### WHAT IS BEING ASKED
Count the lines in the data below that contain the string "metal", and reply with only that number.

Entries from a point annotation set:
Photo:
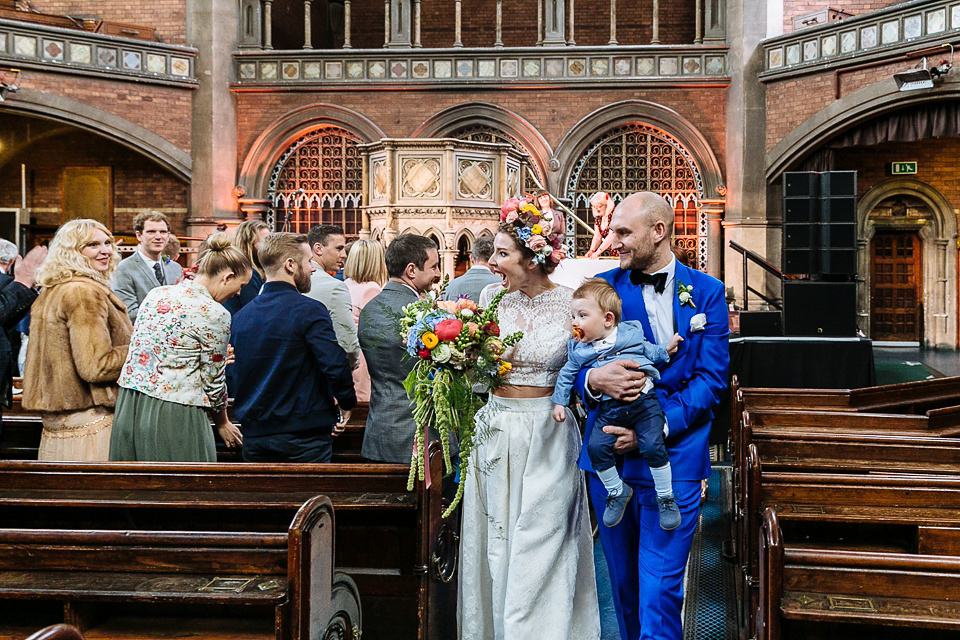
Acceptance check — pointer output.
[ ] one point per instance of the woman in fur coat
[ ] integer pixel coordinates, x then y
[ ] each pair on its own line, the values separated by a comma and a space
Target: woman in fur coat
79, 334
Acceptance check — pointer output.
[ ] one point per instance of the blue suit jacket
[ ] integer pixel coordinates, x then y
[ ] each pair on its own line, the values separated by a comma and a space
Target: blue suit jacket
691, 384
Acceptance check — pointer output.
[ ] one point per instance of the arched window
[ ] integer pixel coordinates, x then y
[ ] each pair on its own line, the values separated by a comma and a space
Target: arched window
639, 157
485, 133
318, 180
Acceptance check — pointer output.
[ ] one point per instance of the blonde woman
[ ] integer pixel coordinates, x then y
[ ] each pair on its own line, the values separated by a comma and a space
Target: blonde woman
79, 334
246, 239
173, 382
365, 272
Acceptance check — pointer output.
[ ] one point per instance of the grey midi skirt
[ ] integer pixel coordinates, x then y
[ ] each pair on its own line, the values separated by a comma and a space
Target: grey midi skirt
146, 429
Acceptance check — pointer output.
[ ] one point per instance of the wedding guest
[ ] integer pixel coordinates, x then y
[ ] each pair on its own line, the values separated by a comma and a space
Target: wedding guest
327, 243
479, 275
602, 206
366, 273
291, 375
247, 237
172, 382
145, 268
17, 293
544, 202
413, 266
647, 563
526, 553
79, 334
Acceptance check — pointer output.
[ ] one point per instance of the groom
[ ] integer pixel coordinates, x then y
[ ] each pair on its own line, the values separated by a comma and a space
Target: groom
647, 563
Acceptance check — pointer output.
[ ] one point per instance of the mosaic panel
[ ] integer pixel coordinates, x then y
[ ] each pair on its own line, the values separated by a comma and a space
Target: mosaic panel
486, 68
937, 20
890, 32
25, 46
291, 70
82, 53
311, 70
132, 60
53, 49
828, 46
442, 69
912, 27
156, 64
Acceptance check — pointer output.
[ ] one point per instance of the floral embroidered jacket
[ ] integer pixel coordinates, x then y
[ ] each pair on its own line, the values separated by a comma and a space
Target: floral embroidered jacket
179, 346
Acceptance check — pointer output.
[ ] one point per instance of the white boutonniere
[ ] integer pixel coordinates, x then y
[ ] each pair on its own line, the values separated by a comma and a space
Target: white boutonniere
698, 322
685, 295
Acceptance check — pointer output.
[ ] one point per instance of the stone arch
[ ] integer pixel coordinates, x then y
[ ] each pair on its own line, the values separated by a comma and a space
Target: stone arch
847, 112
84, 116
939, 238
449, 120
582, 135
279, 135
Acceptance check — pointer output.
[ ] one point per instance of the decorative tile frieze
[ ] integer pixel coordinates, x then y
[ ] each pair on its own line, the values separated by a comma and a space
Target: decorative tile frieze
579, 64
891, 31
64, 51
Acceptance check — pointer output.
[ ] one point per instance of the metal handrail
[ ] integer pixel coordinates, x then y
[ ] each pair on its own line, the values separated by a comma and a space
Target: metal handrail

### ANSWER IN FULL
2